▶ [Datos registrados]:
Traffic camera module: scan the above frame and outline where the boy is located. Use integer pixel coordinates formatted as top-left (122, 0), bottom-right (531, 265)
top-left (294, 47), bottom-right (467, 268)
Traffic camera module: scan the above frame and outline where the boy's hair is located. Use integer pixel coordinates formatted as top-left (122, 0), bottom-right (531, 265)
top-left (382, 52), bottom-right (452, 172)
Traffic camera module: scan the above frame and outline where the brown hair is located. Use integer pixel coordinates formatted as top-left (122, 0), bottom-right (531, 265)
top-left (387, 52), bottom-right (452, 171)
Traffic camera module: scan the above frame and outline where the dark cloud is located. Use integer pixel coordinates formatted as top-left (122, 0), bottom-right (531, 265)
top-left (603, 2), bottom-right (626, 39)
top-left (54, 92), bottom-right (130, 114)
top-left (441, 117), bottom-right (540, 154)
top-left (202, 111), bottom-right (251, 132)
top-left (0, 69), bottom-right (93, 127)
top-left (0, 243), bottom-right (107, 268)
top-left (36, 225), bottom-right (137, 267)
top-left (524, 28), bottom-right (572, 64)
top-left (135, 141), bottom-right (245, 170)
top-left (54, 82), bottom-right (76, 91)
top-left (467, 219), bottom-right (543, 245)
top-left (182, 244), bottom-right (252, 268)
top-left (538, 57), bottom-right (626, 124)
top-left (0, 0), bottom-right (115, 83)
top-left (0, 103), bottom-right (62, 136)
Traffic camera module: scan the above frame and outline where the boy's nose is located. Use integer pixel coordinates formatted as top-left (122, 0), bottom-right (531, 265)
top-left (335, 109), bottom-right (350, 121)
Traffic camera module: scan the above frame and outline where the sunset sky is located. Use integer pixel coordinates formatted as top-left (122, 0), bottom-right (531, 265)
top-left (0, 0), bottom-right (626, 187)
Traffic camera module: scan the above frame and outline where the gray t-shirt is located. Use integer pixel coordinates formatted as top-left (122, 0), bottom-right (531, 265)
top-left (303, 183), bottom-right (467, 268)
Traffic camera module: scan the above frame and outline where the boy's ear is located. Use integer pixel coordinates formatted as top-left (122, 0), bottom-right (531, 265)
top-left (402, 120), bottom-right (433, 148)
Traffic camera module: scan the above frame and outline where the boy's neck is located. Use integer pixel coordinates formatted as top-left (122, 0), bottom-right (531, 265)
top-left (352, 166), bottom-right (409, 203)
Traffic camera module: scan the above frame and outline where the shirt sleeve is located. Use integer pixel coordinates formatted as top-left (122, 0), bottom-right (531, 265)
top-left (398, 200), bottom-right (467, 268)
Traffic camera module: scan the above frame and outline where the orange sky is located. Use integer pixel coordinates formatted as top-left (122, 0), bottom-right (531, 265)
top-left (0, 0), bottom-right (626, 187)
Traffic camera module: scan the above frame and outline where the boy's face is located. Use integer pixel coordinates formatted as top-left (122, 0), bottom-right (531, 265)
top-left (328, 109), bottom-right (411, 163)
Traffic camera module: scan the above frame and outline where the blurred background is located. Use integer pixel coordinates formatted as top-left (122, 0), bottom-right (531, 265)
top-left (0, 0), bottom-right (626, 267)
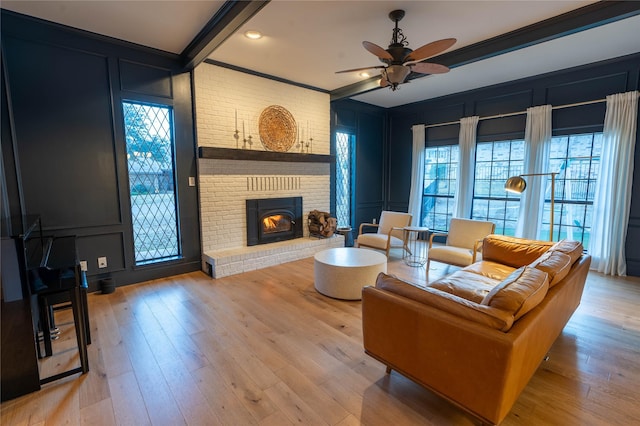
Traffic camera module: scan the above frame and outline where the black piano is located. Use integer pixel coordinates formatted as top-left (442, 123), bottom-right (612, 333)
top-left (0, 216), bottom-right (90, 401)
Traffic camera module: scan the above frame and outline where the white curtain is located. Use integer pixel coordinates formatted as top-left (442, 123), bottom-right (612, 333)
top-left (409, 124), bottom-right (425, 226)
top-left (515, 105), bottom-right (551, 239)
top-left (453, 116), bottom-right (480, 219)
top-left (589, 92), bottom-right (638, 275)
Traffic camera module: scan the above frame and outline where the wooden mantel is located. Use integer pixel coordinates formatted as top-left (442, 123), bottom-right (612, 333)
top-left (198, 146), bottom-right (335, 163)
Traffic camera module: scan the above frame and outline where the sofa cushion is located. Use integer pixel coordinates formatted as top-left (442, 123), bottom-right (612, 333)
top-left (482, 266), bottom-right (549, 320)
top-left (464, 260), bottom-right (516, 281)
top-left (482, 234), bottom-right (553, 268)
top-left (429, 246), bottom-right (473, 266)
top-left (376, 273), bottom-right (513, 332)
top-left (549, 240), bottom-right (584, 265)
top-left (529, 249), bottom-right (573, 288)
top-left (428, 268), bottom-right (500, 303)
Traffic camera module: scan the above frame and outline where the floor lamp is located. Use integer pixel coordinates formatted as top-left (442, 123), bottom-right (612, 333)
top-left (504, 173), bottom-right (558, 241)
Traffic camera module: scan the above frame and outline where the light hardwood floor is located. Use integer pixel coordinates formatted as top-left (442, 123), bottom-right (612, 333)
top-left (1, 250), bottom-right (640, 426)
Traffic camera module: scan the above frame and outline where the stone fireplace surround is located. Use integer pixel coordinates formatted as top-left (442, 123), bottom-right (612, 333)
top-left (198, 158), bottom-right (344, 278)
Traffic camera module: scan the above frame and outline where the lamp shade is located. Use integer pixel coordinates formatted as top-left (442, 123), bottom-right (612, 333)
top-left (504, 176), bottom-right (527, 194)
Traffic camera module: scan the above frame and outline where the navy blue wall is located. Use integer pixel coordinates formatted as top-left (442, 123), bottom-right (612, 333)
top-left (2, 10), bottom-right (200, 289)
top-left (333, 54), bottom-right (640, 276)
top-left (331, 101), bottom-right (388, 232)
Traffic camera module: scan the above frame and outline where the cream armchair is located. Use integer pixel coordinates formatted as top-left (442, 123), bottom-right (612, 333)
top-left (356, 211), bottom-right (412, 257)
top-left (427, 218), bottom-right (496, 271)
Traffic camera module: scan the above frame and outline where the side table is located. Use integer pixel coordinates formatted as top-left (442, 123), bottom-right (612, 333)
top-left (402, 226), bottom-right (429, 267)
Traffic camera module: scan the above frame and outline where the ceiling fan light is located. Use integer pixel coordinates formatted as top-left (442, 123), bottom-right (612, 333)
top-left (384, 65), bottom-right (411, 84)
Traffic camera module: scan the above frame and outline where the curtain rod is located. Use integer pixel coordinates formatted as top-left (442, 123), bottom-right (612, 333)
top-left (424, 99), bottom-right (606, 129)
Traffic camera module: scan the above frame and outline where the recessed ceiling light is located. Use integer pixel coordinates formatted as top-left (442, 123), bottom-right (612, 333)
top-left (244, 30), bottom-right (262, 40)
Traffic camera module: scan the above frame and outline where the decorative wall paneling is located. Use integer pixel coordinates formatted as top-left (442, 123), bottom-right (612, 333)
top-left (332, 101), bottom-right (390, 232)
top-left (2, 10), bottom-right (200, 290)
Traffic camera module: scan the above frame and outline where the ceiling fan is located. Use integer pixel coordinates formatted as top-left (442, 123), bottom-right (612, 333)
top-left (336, 10), bottom-right (457, 90)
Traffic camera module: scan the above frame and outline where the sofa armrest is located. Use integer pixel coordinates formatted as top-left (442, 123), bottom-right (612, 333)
top-left (429, 232), bottom-right (449, 248)
top-left (362, 287), bottom-right (513, 423)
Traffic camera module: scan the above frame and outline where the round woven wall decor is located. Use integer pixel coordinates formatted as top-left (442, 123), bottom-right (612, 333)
top-left (258, 105), bottom-right (297, 152)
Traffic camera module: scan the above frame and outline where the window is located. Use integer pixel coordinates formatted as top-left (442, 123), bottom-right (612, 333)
top-left (336, 132), bottom-right (355, 226)
top-left (542, 133), bottom-right (602, 249)
top-left (471, 140), bottom-right (524, 236)
top-left (122, 102), bottom-right (180, 264)
top-left (421, 145), bottom-right (459, 232)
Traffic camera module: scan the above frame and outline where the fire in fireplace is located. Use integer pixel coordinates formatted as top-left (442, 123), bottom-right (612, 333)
top-left (247, 197), bottom-right (302, 246)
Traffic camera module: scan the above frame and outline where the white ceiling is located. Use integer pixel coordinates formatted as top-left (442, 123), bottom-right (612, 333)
top-left (1, 0), bottom-right (640, 107)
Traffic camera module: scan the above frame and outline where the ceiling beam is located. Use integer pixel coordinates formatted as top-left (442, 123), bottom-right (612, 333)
top-left (329, 1), bottom-right (640, 101)
top-left (180, 0), bottom-right (270, 70)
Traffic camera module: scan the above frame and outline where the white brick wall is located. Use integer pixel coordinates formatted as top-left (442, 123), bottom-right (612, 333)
top-left (195, 63), bottom-right (330, 270)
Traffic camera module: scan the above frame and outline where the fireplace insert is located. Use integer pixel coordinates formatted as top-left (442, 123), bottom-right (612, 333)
top-left (247, 197), bottom-right (302, 246)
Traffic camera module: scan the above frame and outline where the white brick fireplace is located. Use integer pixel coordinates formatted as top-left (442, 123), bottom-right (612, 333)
top-left (195, 63), bottom-right (344, 278)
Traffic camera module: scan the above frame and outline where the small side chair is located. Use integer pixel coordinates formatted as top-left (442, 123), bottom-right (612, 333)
top-left (427, 218), bottom-right (496, 271)
top-left (356, 211), bottom-right (413, 257)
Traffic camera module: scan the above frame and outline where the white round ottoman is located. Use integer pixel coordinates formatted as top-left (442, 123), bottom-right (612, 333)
top-left (314, 247), bottom-right (387, 300)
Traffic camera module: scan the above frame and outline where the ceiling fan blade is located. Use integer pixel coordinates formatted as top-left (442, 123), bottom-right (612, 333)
top-left (409, 62), bottom-right (450, 74)
top-left (336, 65), bottom-right (384, 74)
top-left (362, 41), bottom-right (393, 61)
top-left (405, 38), bottom-right (457, 65)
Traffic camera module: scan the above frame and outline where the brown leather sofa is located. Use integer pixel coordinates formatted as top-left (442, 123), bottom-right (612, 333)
top-left (362, 235), bottom-right (591, 424)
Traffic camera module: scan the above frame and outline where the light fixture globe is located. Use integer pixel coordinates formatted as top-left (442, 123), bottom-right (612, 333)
top-left (382, 65), bottom-right (411, 90)
top-left (504, 176), bottom-right (527, 194)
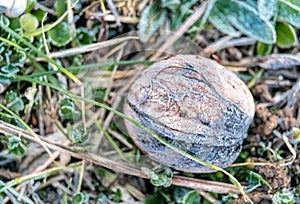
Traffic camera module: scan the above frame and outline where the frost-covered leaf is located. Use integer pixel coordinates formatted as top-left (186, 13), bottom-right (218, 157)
top-left (48, 21), bottom-right (72, 47)
top-left (218, 0), bottom-right (276, 44)
top-left (258, 54), bottom-right (300, 70)
top-left (257, 0), bottom-right (277, 20)
top-left (138, 3), bottom-right (167, 42)
top-left (256, 42), bottom-right (273, 56)
top-left (276, 22), bottom-right (298, 48)
top-left (199, 0), bottom-right (217, 27)
top-left (208, 4), bottom-right (239, 37)
top-left (278, 0), bottom-right (300, 28)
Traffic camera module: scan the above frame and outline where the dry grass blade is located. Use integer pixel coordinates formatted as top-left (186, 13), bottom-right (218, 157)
top-left (0, 120), bottom-right (244, 194)
top-left (48, 36), bottom-right (139, 58)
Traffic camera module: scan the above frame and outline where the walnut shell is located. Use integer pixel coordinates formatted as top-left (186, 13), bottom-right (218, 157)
top-left (124, 55), bottom-right (255, 173)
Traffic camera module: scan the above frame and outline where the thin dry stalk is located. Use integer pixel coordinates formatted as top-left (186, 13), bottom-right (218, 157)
top-left (150, 1), bottom-right (209, 61)
top-left (0, 120), bottom-right (240, 194)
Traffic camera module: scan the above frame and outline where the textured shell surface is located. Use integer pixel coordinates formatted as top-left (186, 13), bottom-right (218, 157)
top-left (124, 55), bottom-right (255, 172)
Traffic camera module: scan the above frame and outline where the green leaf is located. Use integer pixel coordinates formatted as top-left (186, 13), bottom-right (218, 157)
top-left (5, 90), bottom-right (24, 113)
top-left (246, 171), bottom-right (272, 192)
top-left (161, 0), bottom-right (182, 12)
top-left (55, 1), bottom-right (67, 18)
top-left (137, 3), bottom-right (167, 42)
top-left (58, 98), bottom-right (81, 120)
top-left (72, 192), bottom-right (89, 204)
top-left (48, 21), bottom-right (73, 47)
top-left (256, 42), bottom-right (273, 56)
top-left (278, 0), bottom-right (300, 28)
top-left (276, 22), bottom-right (298, 48)
top-left (144, 191), bottom-right (166, 204)
top-left (24, 0), bottom-right (36, 13)
top-left (20, 13), bottom-right (39, 32)
top-left (68, 125), bottom-right (90, 144)
top-left (142, 167), bottom-right (173, 187)
top-left (7, 136), bottom-right (27, 156)
top-left (173, 187), bottom-right (201, 204)
top-left (223, 0), bottom-right (276, 44)
top-left (257, 0), bottom-right (277, 20)
top-left (97, 193), bottom-right (107, 204)
top-left (208, 4), bottom-right (239, 37)
top-left (272, 188), bottom-right (295, 204)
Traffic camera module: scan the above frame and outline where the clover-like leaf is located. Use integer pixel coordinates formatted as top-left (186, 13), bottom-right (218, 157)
top-left (174, 187), bottom-right (200, 204)
top-left (278, 0), bottom-right (300, 28)
top-left (68, 125), bottom-right (90, 144)
top-left (58, 98), bottom-right (81, 120)
top-left (7, 136), bottom-right (27, 156)
top-left (257, 0), bottom-right (277, 20)
top-left (72, 192), bottom-right (89, 204)
top-left (272, 188), bottom-right (296, 204)
top-left (20, 13), bottom-right (39, 32)
top-left (48, 21), bottom-right (73, 47)
top-left (276, 22), bottom-right (298, 48)
top-left (141, 167), bottom-right (173, 187)
top-left (5, 90), bottom-right (24, 113)
top-left (138, 3), bottom-right (167, 42)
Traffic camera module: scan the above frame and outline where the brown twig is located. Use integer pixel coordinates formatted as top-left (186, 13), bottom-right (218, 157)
top-left (0, 120), bottom-right (240, 194)
top-left (150, 1), bottom-right (209, 61)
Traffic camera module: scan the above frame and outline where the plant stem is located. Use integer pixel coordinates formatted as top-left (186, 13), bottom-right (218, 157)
top-left (6, 73), bottom-right (252, 203)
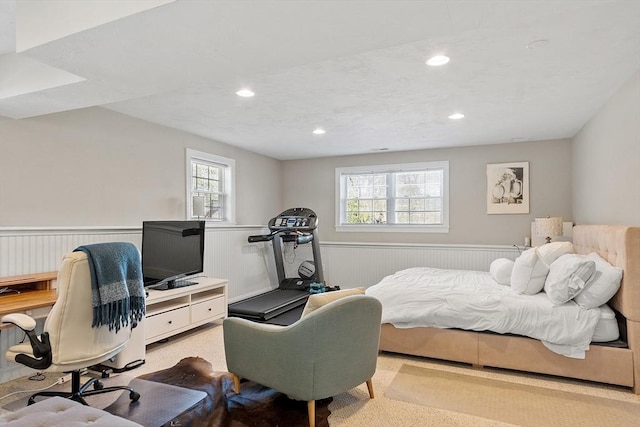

▶ [Instrucción]:
Copia las líneas que van desde el inicio de las entradas hasta la que contiene "top-left (294, 47), bottom-right (467, 268)", ambas incluidas, y sustituye en ellas "boy" por "child" sin alterar nada más.

▶ [Respuesta]:
Traffic camera module: scan the above frame and outline where the child is located. Use integer pixel coordinates formatted as top-left (122, 0), bottom-right (531, 265)
top-left (294, 47), bottom-right (467, 268)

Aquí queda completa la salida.